Reproduce the material in full, exactly as written.
— START OF Records supplied —
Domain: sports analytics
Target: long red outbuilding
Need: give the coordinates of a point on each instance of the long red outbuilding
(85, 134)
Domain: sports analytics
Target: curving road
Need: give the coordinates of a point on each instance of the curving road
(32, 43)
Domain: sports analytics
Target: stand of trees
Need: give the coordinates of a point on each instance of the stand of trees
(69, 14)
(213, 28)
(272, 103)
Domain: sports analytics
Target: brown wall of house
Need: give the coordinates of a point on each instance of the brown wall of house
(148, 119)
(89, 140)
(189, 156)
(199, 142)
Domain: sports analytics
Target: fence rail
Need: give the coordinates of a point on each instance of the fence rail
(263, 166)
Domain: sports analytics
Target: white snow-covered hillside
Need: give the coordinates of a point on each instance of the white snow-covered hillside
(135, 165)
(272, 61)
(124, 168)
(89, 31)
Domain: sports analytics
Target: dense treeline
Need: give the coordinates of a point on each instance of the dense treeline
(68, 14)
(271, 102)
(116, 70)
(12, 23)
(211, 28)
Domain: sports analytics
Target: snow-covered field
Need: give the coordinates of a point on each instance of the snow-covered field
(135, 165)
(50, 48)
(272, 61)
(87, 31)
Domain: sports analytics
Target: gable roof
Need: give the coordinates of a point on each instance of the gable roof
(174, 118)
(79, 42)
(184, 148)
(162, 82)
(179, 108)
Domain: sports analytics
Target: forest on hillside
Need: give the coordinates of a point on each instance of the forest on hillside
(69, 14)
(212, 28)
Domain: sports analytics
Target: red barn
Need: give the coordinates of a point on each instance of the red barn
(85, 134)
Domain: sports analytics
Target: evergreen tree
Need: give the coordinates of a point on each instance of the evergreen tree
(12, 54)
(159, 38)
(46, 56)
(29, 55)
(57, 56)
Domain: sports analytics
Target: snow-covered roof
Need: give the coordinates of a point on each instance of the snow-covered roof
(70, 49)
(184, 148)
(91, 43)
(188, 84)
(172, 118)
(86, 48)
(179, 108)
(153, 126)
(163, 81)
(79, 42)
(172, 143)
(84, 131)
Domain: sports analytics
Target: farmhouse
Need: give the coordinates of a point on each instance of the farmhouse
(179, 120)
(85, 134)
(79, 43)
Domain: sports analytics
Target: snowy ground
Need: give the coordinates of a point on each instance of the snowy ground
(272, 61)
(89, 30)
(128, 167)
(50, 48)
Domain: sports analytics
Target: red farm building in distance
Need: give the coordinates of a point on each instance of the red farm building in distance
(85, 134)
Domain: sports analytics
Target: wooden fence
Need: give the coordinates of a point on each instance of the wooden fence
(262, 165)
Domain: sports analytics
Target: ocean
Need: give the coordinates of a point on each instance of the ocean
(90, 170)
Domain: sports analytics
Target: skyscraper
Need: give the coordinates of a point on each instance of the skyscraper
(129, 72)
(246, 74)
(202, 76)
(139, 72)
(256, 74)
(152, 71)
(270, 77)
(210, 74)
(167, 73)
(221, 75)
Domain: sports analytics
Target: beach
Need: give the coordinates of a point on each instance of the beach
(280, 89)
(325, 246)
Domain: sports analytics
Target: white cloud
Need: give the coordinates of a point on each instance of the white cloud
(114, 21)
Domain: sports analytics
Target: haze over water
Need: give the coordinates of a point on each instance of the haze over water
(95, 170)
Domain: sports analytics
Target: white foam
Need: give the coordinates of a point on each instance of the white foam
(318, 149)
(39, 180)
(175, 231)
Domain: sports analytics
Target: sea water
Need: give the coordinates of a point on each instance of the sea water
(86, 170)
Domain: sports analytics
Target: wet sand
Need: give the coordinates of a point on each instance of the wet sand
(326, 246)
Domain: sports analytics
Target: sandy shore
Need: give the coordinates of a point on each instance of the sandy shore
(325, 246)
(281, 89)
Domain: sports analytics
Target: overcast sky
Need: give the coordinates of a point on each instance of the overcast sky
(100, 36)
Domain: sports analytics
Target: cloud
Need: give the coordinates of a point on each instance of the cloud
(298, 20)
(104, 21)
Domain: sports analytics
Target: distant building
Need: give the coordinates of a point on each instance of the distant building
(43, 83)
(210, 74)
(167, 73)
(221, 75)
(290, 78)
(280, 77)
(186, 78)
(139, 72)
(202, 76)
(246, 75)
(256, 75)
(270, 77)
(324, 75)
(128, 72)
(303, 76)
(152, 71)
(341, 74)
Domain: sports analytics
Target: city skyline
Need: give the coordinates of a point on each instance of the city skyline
— END OF Records supplied —
§ **Output of the task**:
Domain: sports analytics
Target: long red outbuilding
Need: give the coordinates of a point on each instance of the long red outbuilding
(85, 134)
Domain: sports analytics
Target: curving road
Need: give the coordinates of a point on each instance of the curving road
(32, 43)
Domain: sports analytics
Target: stand of trees
Need: give the coordinates of a point on each instance of the stand of trees
(69, 14)
(213, 28)
(272, 103)
Domain: sports analytics
Target: brown wall of house
Need: give the coordinates of a point on each instance of the brown wall of house
(148, 119)
(89, 140)
(189, 156)
(199, 142)
Domain: sports analytics
Target: fence rail
Need: give the coordinates of a point on each instance of the fence rail
(263, 166)
Domain: sports analytics
Target: white snow-covered hillside
Need: give the coordinates of a point on each instance of the white snow-covered hillside
(135, 165)
(272, 61)
(124, 168)
(89, 31)
Domain: sports analytics
Target: dense treeline
Need: give the coordinates of a point on each instance of the dense treeline
(68, 14)
(271, 102)
(116, 70)
(12, 23)
(211, 28)
Domain: sports analytics
Target: snow-covered field
Need: give the coordinates of a point on each instance of the snow-covered field
(135, 165)
(50, 48)
(272, 61)
(87, 31)
Domain: sports analytics
Target: gable roof
Need: give the coordinates of a point on each instance of the gable roof
(174, 118)
(79, 42)
(184, 148)
(162, 82)
(179, 108)
Domain: sports analytics
Target: forest on hillside
Need: give the coordinates of a point on each instance of the forest on hillside
(69, 14)
(212, 28)
Domain: sports analytics
Target: red barn
Need: give the coordinates of a point on each instance of the red barn
(85, 134)
Domain: sports analytics
Target: evergreen tree
Need: give the coordinates of a point on each instance of the evergreen tree
(12, 54)
(159, 38)
(46, 56)
(29, 55)
(57, 56)
Domain: sports analytics
Target: snow-covered roof
Need: give the coordinates of a point on each instance of the snow-covered roof
(70, 49)
(184, 148)
(91, 43)
(188, 84)
(172, 118)
(86, 48)
(179, 108)
(153, 126)
(163, 81)
(79, 42)
(172, 143)
(84, 131)
Domain: sports analytics
Target: farmhouse
Need: give the coordinates of a point on each instance of the farmhouse
(179, 120)
(85, 134)
(79, 43)
Domain: sports analytics
Target: snowy ground
Need: give the coordinates of a point on each instance of the snowy ground
(272, 61)
(89, 30)
(128, 167)
(50, 48)
Domain: sports analytics
Target: red farm building in distance
Need: give the coordinates of a point on each instance of the red farm building in distance
(85, 134)
Domain: sports analytics
Target: wooden fence
Need: give the coordinates of a point on each instance of the wooden fence
(262, 165)
Domain: sports analytics
Target: ocean
Need: give the coordinates of a point on each instance of the ocean
(90, 170)
Domain: sports analytics
Target: skyscraper
Need: give the coordinates of a point on each instance of the skyscraper
(129, 72)
(246, 74)
(202, 76)
(139, 72)
(256, 74)
(152, 71)
(270, 77)
(210, 74)
(167, 73)
(221, 75)
Domain: sports analytics
Target: beach
Need: give the coordinates of a point on each instance of the beach
(280, 89)
(325, 246)
Domain: sports analytics
Target: white cloud
Need: give the coordinates of a point on each instance of the white cloud
(114, 21)
Domain: sports analytics
Target: haze over water
Need: give the coordinates of a point on each instance of the haze over water
(95, 170)
Domain: sports analytics
Target: white foam
Need: give the coordinates of a point on each instance of the white foam
(318, 149)
(39, 180)
(175, 231)
Domain: sports analytics
Target: sea water
Need: give the coordinates of a point on each instance of the sea water
(86, 170)
Domain: sports analytics
Target: wet sand
Need: give the coordinates of a point on each instance of the wet sand
(326, 246)
Domain: sports analytics
Target: sandy shore
Need: give the coordinates of a point on each instance of the sandy shore
(325, 246)
(281, 89)
Domain: sports analytics
Target: overcast sky
Need: give the coordinates of a point on each instance of the overcast sky
(100, 36)
Domain: sports analytics
Target: cloud
Need: give the coordinates of a point on each instance of the cloud
(298, 20)
(104, 21)
Domain: sports analytics
Target: distant building
Need: give the coordinates of a point on each instance of the distant building
(43, 83)
(210, 74)
(167, 73)
(221, 75)
(290, 78)
(280, 77)
(186, 78)
(139, 72)
(202, 76)
(246, 75)
(256, 75)
(270, 77)
(324, 75)
(128, 72)
(303, 76)
(152, 71)
(341, 74)
Domain: sports analytics
Target: city skyline
Need: give the coordinates of a point on each instance of the city skyline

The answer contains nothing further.